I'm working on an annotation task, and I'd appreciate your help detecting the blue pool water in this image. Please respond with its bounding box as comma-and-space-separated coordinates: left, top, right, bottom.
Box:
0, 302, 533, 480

* * *

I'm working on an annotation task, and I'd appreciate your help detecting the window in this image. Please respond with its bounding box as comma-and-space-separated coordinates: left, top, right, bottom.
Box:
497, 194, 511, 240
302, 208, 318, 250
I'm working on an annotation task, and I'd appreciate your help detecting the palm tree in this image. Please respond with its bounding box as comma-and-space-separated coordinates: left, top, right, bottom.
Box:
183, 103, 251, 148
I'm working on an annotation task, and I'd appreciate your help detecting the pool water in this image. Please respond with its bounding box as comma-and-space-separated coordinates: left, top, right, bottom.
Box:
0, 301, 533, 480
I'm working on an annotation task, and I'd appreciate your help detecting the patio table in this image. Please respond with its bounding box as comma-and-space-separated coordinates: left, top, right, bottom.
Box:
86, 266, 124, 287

* * *

TASK DIRECTIONS: Rescale the data from the line containing "detecting the blue" through the line containing "0, 302, 533, 480", inclusive. Reproduce every line, with each bounding-box coordinate multiplied by 0.5 and rounded to a whole number (halves round up), and leave all other text unchanged.

CORRECT RESPONSE:
I'm working on an annotation task, and I'd appreciate your help detecting the blue pool water in this image. Please respond with its bounding box as comma-and-space-separated coordinates: left, top, right, bottom.
Box:
0, 151, 267, 240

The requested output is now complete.